Danau Singkarak yang termasuk dalam
wilayah dua kabupaten yakni Kabupaten Tanah Datar dan Kabupaten Solok, Sumatera
Barat, satu dari danau yang terkenal namanya. Salahsatu sisi danau, terdapat
lintasan jalan Lintas Sumatera. Jalan yang umum ditempuh kendaraan umum maupun
pribadi yang menghubungkan dua kota terdekat, Kota Padang Panjang dengan Kota
Solok.
Selain jalan Lintas Sumatera yang dikenal sebagai jalan
menikmati keindahan Danau Singkarak selama ini, sejak lama sebenarnya terdapat
jalan lingkar danau pada sisi lainnya yakni bermula dari daerah Sumpua (nama
yang dibahasa-indonesiakan dengan Sumpur) terus menuju daerah Paninggahan,
Saniangbaka dan terhubung dengan daerah Sumani, Kabupaten Solok.
Jalur Sumpua dan Paninggahan ini tidak seramai Jalan Lintas
Sumatera yang dilalui kendaraan umum. Jalannya menyisi tepian danau, dengan
melintasi perkampungan penduduk yang berdiam di tepian danau. Keindahan
pemandangan danau sepanjang menelusuri jalur ini tak kalah menariknya.

**CUPLIKAN DATA:**
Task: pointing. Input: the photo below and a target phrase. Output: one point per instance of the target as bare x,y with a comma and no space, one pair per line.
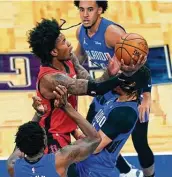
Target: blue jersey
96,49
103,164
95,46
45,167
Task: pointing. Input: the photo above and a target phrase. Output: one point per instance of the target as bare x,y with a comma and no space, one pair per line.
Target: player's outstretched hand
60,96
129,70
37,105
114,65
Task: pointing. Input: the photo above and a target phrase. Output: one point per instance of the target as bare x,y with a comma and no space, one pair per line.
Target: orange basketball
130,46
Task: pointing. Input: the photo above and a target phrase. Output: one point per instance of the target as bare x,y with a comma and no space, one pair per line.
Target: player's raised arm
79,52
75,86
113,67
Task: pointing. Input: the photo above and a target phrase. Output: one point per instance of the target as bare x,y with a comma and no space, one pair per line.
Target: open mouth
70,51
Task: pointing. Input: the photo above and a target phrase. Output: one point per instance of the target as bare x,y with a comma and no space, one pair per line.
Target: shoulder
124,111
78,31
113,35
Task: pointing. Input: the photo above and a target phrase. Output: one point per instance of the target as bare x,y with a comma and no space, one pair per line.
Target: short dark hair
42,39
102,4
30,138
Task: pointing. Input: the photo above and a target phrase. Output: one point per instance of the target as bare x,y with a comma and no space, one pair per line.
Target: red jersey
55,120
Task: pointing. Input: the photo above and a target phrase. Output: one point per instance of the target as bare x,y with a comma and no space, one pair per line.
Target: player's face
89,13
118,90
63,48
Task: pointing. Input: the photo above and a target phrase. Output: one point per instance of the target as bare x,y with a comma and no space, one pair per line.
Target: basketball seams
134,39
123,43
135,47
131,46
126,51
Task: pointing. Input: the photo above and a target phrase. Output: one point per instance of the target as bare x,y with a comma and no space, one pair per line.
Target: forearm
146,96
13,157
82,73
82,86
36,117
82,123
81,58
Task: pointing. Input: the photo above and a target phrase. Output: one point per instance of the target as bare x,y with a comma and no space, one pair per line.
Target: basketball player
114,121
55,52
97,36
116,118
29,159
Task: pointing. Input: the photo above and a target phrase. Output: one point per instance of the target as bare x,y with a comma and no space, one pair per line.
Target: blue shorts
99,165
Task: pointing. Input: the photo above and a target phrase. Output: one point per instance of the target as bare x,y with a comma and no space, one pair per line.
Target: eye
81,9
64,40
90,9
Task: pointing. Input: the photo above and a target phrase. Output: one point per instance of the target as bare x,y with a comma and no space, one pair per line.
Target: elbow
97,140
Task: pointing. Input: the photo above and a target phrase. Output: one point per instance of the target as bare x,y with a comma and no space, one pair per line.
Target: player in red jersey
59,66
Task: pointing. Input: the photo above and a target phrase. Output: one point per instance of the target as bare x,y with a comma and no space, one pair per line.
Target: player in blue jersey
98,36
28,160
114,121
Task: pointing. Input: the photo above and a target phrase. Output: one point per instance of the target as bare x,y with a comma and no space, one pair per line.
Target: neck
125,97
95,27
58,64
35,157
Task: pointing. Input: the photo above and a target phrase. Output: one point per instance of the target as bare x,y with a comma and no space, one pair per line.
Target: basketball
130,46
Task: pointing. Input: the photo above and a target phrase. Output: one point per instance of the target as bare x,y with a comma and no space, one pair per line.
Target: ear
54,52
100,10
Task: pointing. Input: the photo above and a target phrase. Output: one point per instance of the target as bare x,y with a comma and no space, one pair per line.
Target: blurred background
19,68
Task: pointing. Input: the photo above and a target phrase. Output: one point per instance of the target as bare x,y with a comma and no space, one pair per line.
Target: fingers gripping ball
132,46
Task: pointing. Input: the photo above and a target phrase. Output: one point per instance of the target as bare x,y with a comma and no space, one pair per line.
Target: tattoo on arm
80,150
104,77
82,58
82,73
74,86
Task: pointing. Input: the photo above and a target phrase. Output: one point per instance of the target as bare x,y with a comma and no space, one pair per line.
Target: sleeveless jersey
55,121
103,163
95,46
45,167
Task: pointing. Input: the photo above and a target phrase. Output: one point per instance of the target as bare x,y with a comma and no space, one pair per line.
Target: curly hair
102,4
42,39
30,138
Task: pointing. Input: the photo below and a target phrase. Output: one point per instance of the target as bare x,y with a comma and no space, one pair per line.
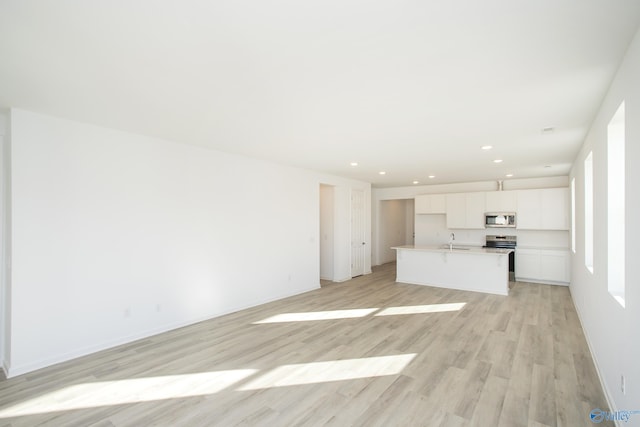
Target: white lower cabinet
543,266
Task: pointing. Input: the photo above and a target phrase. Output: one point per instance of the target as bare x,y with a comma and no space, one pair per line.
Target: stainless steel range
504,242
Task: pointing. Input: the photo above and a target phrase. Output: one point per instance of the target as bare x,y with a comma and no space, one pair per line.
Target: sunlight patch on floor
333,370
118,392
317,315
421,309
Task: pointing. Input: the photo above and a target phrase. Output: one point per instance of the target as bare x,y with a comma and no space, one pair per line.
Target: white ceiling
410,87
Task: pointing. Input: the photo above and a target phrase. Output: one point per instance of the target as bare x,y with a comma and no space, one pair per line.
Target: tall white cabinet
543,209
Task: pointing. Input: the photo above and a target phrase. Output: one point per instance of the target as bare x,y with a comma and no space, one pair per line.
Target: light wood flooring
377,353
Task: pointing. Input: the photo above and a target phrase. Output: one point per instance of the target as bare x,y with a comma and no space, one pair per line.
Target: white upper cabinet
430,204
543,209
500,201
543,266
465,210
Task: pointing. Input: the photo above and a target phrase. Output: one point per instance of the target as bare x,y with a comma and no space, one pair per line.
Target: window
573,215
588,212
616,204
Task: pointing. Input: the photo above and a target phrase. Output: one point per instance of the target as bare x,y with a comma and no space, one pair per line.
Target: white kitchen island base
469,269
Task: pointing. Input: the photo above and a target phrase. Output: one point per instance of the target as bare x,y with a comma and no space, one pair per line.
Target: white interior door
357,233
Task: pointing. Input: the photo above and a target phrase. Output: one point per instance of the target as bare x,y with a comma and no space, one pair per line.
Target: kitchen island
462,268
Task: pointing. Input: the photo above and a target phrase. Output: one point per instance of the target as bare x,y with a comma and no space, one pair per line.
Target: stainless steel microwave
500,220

* * *

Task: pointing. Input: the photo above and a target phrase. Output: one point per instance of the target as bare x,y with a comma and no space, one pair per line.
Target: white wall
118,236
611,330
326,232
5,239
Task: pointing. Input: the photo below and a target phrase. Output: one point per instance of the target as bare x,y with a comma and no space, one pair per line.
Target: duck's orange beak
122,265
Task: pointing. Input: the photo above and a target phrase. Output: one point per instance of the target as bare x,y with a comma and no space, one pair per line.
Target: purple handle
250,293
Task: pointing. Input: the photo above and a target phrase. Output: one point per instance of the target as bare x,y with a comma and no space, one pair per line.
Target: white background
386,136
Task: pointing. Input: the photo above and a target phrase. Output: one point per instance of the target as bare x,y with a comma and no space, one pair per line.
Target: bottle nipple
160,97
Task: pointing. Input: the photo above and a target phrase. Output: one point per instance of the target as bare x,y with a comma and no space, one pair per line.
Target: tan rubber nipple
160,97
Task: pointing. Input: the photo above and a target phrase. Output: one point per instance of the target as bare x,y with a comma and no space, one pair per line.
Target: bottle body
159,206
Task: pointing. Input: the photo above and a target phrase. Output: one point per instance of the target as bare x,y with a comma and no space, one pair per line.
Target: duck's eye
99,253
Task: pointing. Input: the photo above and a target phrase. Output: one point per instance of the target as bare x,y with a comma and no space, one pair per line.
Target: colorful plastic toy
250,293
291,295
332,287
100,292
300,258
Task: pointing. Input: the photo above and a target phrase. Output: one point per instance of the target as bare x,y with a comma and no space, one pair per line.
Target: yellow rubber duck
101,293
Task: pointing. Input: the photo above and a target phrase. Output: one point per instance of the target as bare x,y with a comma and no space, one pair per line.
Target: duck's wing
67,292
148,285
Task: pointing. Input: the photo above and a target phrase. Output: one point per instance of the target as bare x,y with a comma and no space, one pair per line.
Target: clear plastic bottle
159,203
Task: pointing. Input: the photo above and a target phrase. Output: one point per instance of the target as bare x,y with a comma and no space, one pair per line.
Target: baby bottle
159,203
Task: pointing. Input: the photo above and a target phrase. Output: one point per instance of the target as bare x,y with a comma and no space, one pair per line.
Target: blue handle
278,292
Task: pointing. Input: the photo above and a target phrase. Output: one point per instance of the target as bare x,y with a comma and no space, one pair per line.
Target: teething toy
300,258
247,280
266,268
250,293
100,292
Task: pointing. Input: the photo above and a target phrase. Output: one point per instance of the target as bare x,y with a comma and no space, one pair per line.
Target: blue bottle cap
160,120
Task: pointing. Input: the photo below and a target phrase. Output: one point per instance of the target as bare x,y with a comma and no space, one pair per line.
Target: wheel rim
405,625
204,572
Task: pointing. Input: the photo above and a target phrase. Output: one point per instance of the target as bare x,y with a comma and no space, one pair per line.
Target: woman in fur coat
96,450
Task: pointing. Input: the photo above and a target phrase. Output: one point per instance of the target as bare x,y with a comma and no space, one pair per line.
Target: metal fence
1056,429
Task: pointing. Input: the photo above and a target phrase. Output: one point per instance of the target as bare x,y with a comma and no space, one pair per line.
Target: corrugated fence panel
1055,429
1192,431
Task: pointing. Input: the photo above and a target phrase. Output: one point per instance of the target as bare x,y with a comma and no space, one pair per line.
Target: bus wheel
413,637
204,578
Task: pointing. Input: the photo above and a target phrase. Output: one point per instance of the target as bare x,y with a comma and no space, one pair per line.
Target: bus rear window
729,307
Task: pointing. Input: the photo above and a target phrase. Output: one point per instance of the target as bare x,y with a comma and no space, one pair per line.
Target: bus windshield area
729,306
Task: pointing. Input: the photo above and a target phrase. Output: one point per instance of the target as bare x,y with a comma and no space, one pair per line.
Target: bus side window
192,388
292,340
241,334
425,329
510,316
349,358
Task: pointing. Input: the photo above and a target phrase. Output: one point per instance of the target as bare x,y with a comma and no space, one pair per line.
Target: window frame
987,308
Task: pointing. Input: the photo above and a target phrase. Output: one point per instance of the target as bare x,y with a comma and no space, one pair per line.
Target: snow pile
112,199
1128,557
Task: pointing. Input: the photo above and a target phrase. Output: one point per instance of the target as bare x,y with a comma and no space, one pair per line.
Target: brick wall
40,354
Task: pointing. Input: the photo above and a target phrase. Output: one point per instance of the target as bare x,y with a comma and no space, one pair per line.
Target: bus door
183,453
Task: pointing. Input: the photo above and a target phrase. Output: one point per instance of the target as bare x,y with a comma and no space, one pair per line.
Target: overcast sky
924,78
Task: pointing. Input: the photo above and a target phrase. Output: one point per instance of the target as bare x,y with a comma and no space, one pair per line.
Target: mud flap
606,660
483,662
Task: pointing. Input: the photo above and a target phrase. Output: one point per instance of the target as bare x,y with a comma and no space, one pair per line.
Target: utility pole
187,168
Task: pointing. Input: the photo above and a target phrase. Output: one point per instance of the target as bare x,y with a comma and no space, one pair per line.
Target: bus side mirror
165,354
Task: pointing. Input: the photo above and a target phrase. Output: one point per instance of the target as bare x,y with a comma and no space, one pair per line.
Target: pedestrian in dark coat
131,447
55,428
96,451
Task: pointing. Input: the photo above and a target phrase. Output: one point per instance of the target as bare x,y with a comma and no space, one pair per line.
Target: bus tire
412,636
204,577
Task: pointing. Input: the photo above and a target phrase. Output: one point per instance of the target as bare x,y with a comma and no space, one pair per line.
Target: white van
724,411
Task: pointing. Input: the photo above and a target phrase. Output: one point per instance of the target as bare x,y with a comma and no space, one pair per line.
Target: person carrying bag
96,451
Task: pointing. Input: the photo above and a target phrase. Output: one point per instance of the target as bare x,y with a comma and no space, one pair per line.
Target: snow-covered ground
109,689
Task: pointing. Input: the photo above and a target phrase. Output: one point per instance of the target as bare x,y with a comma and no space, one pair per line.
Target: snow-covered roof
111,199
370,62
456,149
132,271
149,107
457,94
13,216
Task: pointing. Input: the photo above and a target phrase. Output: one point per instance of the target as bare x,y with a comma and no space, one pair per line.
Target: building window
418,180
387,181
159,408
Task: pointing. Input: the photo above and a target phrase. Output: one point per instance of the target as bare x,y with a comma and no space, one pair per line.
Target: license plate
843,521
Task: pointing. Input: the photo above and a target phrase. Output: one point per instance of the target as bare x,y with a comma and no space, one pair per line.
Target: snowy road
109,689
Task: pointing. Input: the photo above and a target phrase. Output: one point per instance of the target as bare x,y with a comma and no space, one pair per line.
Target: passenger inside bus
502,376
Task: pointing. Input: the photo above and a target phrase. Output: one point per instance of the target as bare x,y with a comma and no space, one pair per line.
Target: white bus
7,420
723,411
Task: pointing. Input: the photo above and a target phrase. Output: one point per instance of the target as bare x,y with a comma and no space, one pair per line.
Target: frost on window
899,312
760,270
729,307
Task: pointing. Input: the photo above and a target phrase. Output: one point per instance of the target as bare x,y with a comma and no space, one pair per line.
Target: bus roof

* * *

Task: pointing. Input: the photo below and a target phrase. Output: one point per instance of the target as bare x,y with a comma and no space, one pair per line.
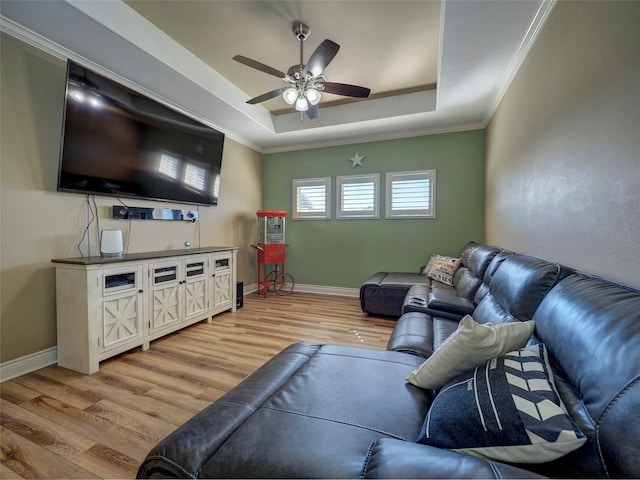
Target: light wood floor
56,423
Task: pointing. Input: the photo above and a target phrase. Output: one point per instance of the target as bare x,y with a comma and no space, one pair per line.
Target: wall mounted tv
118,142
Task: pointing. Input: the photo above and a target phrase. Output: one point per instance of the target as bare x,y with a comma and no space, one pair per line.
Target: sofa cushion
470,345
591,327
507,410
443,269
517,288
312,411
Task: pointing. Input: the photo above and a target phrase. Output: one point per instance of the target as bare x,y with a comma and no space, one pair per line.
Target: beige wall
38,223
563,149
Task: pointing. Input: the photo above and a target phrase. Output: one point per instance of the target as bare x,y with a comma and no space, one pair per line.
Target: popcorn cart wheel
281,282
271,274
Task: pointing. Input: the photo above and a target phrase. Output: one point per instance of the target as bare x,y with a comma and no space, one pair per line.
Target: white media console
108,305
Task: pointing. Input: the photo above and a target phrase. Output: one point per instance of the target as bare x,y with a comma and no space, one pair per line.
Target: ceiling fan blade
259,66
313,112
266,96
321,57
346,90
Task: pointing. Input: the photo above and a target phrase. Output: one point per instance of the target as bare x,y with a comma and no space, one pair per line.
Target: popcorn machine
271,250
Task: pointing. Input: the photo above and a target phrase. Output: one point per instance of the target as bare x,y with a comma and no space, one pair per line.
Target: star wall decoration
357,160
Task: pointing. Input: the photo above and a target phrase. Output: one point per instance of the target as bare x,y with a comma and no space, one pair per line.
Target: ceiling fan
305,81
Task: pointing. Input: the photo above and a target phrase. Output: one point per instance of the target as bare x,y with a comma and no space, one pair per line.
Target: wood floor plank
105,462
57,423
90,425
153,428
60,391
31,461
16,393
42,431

**TUGAS YANG DIKERJAKAN:**
a. Menurut kutipan tentang Danau Singkarak, kota apa saja yang dihubungkan oleh jalan Lintas Sumatera di salah satu sisi danau tersebut?
b. Kembalikan setiap baris catatan yang memuat kata "covered". Huruf besar dan huruf kecil dibedakan.

**JAWABAN YANG BENAR:**
a. Kota Padang Panjang dan Kota Solok.

b.
Target: snow-covered ground
Target: snow-covered roof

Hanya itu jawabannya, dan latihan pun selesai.